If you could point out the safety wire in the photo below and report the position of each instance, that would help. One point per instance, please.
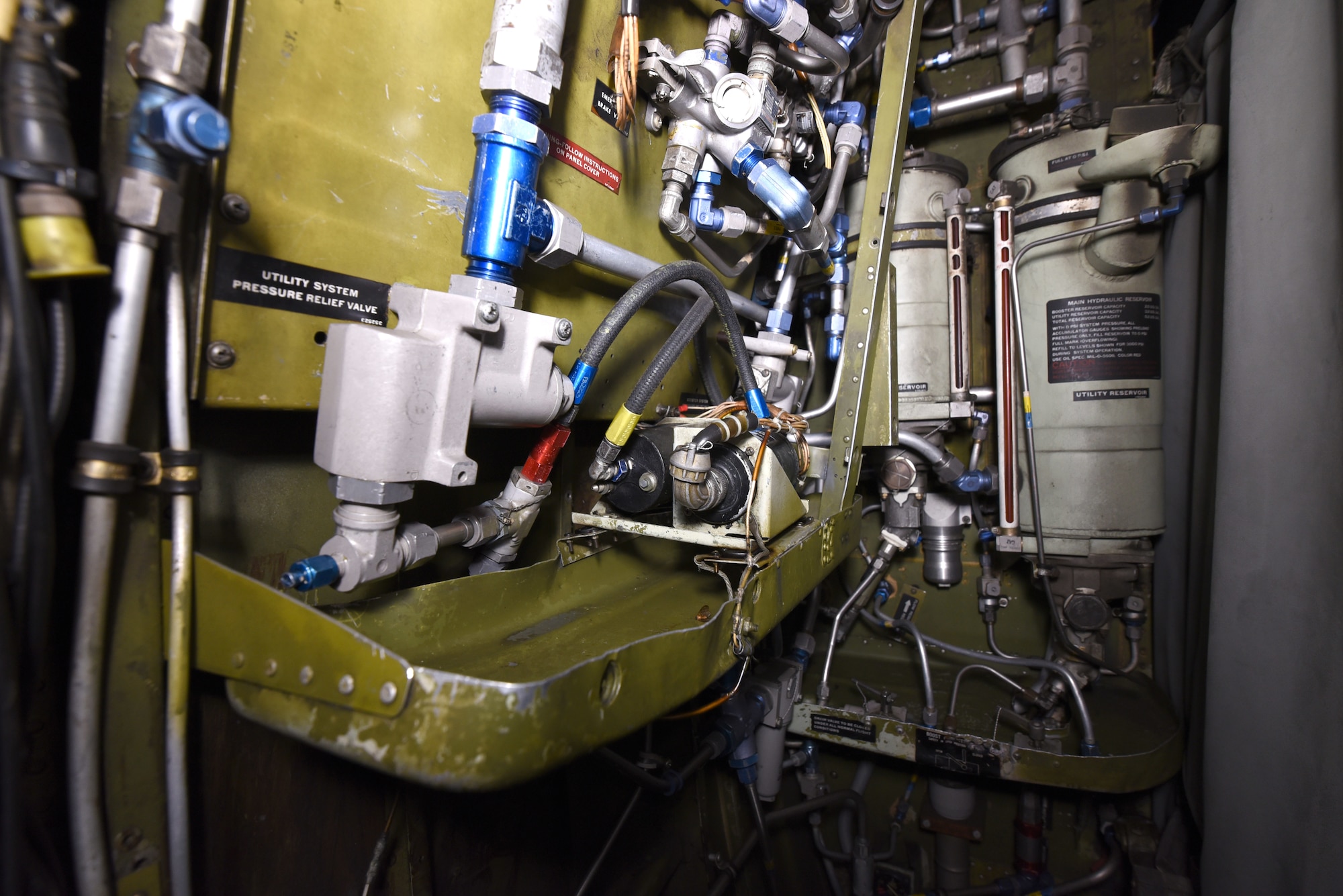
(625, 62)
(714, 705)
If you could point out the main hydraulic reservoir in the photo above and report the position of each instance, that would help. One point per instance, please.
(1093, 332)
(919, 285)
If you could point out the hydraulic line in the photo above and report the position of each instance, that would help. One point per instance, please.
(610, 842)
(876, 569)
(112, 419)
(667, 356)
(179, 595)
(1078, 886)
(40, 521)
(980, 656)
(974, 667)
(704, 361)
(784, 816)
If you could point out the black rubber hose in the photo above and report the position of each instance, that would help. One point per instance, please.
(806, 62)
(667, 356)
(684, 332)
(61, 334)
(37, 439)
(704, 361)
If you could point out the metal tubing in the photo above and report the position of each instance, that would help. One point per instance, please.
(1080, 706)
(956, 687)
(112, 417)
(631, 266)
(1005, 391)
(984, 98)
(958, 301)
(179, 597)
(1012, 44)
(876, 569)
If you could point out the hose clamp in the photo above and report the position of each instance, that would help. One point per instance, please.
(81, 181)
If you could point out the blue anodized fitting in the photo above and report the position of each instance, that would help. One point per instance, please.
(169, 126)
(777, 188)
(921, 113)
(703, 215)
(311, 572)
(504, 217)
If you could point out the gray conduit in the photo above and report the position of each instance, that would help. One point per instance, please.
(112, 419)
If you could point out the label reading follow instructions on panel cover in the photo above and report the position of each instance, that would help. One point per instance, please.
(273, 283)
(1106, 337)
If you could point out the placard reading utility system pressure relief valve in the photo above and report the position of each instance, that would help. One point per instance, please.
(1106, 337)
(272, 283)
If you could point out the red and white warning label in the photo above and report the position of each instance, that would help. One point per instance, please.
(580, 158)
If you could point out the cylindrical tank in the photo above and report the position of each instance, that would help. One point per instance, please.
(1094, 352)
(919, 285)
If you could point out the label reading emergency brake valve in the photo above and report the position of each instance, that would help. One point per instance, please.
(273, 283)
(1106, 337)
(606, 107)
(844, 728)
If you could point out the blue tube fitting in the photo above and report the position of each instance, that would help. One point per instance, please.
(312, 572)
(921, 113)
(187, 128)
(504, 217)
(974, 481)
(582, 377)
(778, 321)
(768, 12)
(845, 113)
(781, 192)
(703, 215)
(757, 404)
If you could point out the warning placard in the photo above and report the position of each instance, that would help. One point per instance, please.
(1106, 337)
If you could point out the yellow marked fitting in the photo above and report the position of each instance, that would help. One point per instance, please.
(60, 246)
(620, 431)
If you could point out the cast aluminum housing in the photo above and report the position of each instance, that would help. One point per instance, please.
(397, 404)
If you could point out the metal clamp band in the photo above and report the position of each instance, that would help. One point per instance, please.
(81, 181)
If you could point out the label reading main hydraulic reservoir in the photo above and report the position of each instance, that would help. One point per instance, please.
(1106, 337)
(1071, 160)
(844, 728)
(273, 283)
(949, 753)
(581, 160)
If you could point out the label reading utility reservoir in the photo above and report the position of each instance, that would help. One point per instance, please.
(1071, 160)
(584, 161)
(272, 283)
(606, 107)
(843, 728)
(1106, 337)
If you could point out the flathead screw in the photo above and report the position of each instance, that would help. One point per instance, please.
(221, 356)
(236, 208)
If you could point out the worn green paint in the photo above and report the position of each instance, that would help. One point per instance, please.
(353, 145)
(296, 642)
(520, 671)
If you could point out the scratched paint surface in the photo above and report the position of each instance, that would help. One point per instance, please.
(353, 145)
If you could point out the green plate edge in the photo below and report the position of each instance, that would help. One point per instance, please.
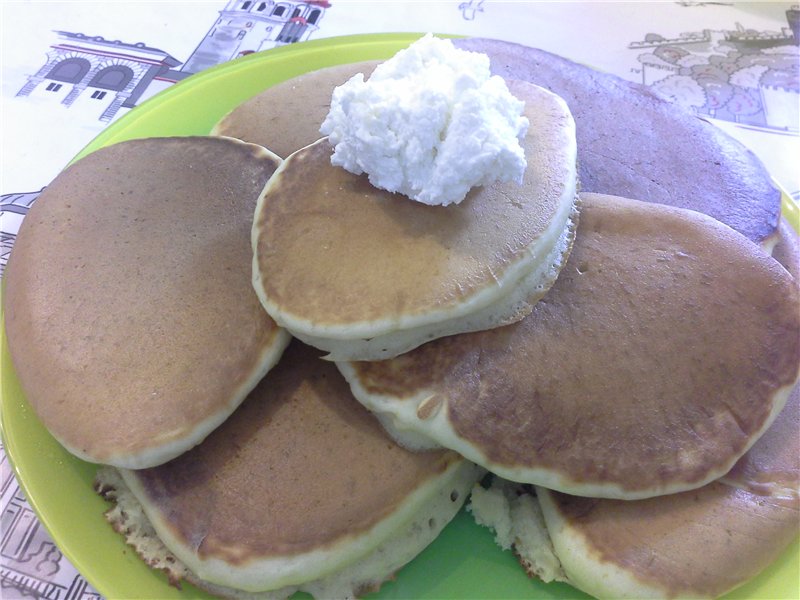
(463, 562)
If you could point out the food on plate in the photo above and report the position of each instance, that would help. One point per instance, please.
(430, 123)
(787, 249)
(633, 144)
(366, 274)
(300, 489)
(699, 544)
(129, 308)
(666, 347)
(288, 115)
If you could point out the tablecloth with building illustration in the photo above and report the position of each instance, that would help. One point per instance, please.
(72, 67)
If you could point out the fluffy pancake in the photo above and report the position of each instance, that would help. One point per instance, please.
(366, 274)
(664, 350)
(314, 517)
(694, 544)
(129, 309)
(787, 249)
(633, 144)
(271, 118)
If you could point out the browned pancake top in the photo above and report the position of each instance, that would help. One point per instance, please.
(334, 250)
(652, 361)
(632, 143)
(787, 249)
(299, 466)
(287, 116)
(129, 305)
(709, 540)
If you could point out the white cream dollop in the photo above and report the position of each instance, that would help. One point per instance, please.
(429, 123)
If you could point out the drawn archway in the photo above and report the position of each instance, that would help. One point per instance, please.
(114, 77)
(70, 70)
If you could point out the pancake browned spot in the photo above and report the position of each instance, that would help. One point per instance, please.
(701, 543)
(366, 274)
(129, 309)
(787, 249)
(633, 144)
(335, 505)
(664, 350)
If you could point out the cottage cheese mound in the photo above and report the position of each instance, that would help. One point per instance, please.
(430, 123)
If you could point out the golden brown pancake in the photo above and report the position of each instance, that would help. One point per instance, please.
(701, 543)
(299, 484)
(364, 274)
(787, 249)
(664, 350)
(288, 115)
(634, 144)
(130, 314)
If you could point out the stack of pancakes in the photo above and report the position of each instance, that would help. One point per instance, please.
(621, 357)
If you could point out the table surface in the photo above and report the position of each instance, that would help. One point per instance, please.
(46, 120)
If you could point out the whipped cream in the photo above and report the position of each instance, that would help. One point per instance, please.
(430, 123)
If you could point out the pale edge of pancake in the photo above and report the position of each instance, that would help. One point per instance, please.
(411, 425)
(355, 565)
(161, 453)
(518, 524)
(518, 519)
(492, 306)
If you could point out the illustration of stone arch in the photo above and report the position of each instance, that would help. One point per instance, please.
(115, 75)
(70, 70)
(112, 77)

# # # # #

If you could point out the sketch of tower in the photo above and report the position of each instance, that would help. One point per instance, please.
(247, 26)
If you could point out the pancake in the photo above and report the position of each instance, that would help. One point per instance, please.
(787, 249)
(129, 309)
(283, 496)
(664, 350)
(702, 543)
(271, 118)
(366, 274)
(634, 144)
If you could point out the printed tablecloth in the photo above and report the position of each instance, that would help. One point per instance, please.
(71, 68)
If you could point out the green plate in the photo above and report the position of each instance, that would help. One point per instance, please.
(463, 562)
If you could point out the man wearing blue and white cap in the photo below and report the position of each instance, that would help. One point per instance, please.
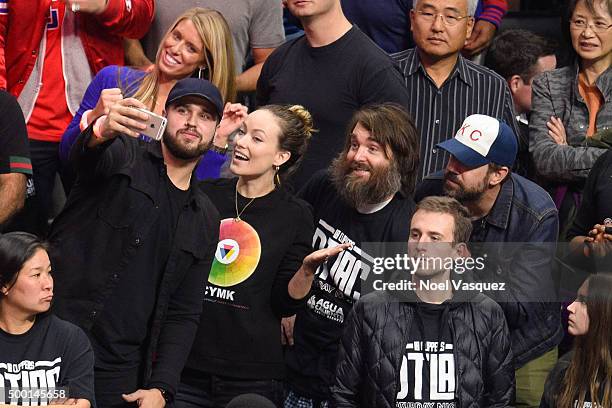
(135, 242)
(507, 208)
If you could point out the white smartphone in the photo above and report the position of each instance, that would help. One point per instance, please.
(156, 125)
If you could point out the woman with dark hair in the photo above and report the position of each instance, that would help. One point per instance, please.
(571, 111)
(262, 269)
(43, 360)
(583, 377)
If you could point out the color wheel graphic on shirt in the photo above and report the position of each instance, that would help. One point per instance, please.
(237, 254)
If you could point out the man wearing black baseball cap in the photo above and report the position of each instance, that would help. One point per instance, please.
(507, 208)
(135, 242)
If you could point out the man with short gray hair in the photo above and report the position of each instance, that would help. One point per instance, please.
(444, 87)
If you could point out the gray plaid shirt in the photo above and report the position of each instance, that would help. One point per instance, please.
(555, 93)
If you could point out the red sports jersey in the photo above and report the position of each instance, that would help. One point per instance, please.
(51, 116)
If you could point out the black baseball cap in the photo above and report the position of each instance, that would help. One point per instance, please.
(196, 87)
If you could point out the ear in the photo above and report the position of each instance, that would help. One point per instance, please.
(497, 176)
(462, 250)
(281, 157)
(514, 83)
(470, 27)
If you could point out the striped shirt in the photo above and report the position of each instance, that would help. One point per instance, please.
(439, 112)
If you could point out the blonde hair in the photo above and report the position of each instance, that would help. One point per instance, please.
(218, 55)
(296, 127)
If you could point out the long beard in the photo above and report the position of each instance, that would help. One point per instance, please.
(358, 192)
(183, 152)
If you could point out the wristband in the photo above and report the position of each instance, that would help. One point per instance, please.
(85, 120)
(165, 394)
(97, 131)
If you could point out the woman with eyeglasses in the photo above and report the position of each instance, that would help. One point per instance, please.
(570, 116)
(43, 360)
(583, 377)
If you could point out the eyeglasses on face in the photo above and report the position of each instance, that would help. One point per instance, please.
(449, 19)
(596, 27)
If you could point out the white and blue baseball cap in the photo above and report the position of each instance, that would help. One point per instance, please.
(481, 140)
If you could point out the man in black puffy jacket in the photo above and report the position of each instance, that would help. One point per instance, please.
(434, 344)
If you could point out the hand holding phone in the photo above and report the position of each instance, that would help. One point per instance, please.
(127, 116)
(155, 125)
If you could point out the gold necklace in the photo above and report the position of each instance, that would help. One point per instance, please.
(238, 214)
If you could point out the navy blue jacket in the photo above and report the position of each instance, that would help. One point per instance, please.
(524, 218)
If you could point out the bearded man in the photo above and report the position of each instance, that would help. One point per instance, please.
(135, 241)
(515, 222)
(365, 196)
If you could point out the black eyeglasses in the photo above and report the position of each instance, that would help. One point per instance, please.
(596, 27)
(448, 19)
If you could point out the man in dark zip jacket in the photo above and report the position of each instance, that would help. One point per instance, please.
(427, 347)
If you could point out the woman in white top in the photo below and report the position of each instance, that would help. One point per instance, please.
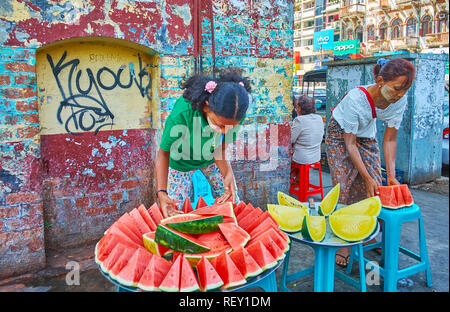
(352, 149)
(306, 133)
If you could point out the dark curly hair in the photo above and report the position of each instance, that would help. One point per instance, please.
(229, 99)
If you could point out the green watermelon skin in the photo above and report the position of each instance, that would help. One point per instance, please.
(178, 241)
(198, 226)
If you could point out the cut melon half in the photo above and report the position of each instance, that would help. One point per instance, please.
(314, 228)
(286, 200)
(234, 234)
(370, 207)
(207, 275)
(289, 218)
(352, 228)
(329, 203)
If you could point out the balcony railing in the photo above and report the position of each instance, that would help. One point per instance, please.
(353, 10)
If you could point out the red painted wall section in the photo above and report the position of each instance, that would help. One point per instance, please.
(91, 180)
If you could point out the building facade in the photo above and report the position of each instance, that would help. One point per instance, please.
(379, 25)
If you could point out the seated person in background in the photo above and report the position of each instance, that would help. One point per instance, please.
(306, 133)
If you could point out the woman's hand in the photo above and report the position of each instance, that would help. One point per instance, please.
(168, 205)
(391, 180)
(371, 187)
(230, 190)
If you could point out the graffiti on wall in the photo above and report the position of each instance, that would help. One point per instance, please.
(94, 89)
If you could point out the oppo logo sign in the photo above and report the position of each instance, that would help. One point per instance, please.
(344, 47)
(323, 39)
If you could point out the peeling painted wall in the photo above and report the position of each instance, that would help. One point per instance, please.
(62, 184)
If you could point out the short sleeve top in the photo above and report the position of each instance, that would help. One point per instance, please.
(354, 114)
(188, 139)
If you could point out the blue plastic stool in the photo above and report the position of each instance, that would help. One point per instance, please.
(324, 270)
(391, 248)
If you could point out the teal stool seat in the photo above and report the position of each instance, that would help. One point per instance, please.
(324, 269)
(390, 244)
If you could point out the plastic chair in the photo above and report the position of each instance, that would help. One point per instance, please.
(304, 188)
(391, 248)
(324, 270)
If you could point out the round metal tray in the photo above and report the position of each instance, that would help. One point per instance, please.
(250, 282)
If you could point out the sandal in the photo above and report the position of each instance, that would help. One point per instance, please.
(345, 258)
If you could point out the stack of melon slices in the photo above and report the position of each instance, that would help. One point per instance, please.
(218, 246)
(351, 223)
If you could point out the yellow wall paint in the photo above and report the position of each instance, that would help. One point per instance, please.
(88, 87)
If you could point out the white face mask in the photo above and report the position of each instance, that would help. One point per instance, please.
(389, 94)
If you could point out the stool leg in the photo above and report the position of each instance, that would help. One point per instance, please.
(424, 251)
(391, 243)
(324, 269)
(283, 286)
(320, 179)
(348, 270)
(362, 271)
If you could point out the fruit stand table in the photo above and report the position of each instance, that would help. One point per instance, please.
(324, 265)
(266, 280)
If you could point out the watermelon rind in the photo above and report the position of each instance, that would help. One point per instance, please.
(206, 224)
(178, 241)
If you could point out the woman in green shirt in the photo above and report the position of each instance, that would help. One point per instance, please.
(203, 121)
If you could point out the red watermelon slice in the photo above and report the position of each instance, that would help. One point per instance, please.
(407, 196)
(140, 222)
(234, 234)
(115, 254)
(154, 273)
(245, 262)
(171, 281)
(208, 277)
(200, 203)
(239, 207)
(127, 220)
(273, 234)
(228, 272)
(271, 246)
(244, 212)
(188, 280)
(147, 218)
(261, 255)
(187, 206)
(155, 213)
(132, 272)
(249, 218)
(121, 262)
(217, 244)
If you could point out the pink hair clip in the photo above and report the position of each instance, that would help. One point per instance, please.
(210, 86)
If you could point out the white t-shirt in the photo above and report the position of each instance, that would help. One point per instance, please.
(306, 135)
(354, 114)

# # # # #

## [Task prompt]
Return every line of the material above that contains the string "surface", copied in full.

## [Response for this exercise]
If you could point out the scratched paint surface in the photo above and report the position of each instance, that would help. One point per instance, please.
If you could point out the table surface in the photo above and report the position of each instance, that would help. One point per instance, please.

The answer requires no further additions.